Training cohorts 1 and 2 were chosen for gene marker selection and RNA‐seq‐based prediction model (RNA‐based risk score). Subsequently, the testing cohort was used to evaluate the performance of the RNA‐based risk score and to determine whether it could enhance the accuracy of the predictions generated using clinical information. Finally, the two external validation cohorts were used to examine whether the proposed RNA‐based risk score could identify the high‐risk patients with worse progression‐free and/or metastasis‐free survival (Figure 1).

FIGURE 1.

FIGURE 1

Study workflow. Differential gene expression (DGE) analysis was conducted on training cohorts 1 and 2 to identify common marker genes for distant metastasis. Subsequently, Pareto optimisation was utilised for further selection of robust marker combinations. Testing cohort was used to evaluate the performance of the RNA‐based model (i.e., RNA‐based risk score), and the predictions based on both clinic data only (clinical factors risk score) and the combined risk score. Validation cohorts 1 and 2 have the RNA sequencing and progression/metastasis‐free survival information, which are used to validate the model prediction as a basis for stratification of patients with high and low risk of metastasis.

→ PROBLEMS TO SOLVE:
**1)** List every cohort named in the study workflow excerpt.
**2)** In the study workflow excerpt, what method was used to select robust marker combinations after the differential gene expression analysis?
**3)** Reproduce the study workflow excerpt word for word, from "Training cohorts 1 and 2 were" to "metastasis‐free survival (Figure 1).".

→ DATASET EXCERPTS:

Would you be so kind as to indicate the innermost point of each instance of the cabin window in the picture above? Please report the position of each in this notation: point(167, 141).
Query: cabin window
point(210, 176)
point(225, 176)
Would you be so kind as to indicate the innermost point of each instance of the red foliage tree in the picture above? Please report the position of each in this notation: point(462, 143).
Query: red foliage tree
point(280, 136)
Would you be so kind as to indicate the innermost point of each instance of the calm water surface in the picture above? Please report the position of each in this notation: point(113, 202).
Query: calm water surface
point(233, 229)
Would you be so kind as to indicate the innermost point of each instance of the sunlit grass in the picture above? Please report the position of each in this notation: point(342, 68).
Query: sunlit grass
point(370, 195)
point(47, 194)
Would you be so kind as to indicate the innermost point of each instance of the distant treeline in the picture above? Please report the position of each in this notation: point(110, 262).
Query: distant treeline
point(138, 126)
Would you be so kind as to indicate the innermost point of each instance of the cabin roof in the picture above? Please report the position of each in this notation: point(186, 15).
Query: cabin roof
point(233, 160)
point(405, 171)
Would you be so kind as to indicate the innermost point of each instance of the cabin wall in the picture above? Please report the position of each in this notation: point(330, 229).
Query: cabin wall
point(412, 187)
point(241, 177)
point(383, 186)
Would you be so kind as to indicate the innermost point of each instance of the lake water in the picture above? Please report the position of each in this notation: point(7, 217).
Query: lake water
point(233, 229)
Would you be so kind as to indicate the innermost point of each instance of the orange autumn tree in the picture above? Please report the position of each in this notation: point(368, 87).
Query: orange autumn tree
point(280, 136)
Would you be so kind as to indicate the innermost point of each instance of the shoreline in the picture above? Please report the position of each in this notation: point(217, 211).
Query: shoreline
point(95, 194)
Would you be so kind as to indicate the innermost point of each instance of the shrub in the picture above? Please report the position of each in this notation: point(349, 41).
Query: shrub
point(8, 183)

→ EXERCISE RESPONSES:
**1)** Training cohort 1, training cohort 2, the testing cohort, validation cohort 1, validation cohort 2

**2)** Pareto optimisation

**3)**
Training cohorts 1 and 2 were chosen for gene marker selection and RNA‐seq‐based prediction model (RNA‐based risk score). Subsequently, the testing cohort was used to evaluate the performance of the RNA‐based risk score and to determine whether it could enhance the accuracy of the predictions generated using clinical information. Finally, the two external validation cohorts were used to examine whether the proposed RNA‐based risk score could identify the high‐risk patients with worse progression‐free and/or metastasis‐free survival (Figure 1).